**Set of tasks**
A) In the text on HPC cluster usage, condense the paragraph beginning "Well, it depends." into a short bulleted list that keeps its main facts.
B) Can you carry the text on HPC cluster usage forward, starting after its final sentence?

**Document text**

I can run my tasks interactively on a compute node (e.g. play with my Jupyter notebook)

In principle, interactive access and interactive execution can be realized on an HPC cluster. Sometimes it is enabled on sufficiently large systems by either dedicating a certain number of nodes to interactive work or preempting currently executed jobs. However, this approach is not quite consistent with the general philosophy of HPC, which aims to achieve highly efficient utilization of expensive computational resources. Indeed, if a user interacts with sections of a Jupyter notebook or types Matlab commands in a terminal one by one, it will result in a situation when a significant amount of time the CPU is idle. A better approach is when the user does all the code development, interactive manipulations, debugging, etc. on a workstation computer, makes sure everything works as intended, and then executes heavy production calculations as a batch job on a supercomputer.

I cannot install my own software

Well, it depends. Users can build and install software in their own home directories, but not system-wide. They can also create custom environments and install packages for languages like Python and R by using built-in package managers. They can use Easybuild to build packages of their choice. Users do need to keep in mind that any software installation inside their home directories will count against their disk quota.

The system-wide installation of software and creation of modules are generally taken care of by the HPC team. If you would like something to be installed as software available to all HPC users, you can make a request through the ticketing system.

**Data to examine**

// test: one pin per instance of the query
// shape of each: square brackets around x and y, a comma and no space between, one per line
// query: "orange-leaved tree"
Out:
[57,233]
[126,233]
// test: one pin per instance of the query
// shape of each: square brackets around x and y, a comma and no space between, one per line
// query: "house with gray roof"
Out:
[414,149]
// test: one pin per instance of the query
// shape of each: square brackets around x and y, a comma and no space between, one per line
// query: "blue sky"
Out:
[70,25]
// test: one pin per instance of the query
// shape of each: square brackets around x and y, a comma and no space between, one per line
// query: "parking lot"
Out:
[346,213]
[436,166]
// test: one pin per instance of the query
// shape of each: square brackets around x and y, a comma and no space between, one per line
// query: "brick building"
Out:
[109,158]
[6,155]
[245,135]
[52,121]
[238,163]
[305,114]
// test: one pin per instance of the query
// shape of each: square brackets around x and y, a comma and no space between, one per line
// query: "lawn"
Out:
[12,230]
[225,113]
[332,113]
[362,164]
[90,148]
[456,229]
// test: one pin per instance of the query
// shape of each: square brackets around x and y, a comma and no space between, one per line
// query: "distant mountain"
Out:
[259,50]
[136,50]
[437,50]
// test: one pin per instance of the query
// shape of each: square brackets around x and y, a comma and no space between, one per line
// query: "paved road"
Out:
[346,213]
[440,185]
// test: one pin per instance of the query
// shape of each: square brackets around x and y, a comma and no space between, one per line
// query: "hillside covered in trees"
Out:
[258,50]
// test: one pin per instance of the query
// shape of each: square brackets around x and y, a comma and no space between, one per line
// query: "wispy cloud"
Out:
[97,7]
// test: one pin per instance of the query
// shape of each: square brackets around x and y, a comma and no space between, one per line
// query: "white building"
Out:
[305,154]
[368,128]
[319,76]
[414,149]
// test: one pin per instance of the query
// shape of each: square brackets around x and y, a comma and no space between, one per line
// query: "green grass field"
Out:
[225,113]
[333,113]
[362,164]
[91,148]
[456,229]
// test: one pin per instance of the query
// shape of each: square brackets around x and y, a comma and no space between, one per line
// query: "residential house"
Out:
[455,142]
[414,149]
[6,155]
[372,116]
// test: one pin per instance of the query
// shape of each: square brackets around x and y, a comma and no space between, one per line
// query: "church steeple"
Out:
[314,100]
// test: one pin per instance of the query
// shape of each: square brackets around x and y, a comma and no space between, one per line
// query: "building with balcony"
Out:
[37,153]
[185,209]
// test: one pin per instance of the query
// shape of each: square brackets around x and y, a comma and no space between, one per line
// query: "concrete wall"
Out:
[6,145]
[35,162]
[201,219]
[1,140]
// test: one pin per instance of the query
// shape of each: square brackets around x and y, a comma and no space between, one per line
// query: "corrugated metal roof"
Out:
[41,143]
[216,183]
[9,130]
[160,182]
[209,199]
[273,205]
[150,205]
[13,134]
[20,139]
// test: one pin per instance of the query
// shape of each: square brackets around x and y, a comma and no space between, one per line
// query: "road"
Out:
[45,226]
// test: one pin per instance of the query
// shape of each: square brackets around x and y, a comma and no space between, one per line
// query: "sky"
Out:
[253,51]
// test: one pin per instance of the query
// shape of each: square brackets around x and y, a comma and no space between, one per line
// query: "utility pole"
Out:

**Results by task**
A)
- Users can build and install software in their home directories, but not system-wide.
- They can create custom environments and install Python and R packages with built-in package managers.
- They can use Easybuild to build packages of their choice.
- Software installed in home directories counts against the user's disk quota.

B)
I can use an HPC cluster for immediate real-time processing of data supplied continuously from external sources

If you need to do heavy (or not so heavy) real-time processing of data that comes from external sources, for example AI image recognition of 24/7 astronomical observations in order to trigger some action on your telescope within a second; collect, process in real time, and store important medical patient data coming from hospitals across the country; or process a large volume of bank transactions, then you must deploy a dedicated server or use a suitable cloud service provider. Pretty much all compute jobs on an HPC cluster are meant to be carried out in background, when resources for that job become available. It is generally impossible to predict when exactly the computations will occur and complete as jobs are put in a queue. Scheduling jobs and their background execution is the feature that enables maximum possible utilization of the expensive HPC equipment (up to 100%, if users submit a sufficient number of job requests). On the contrary, dedicated mission critical servers must always be available for one specific task and overprovision resources for it, which leads to their underutilization over extended period of time.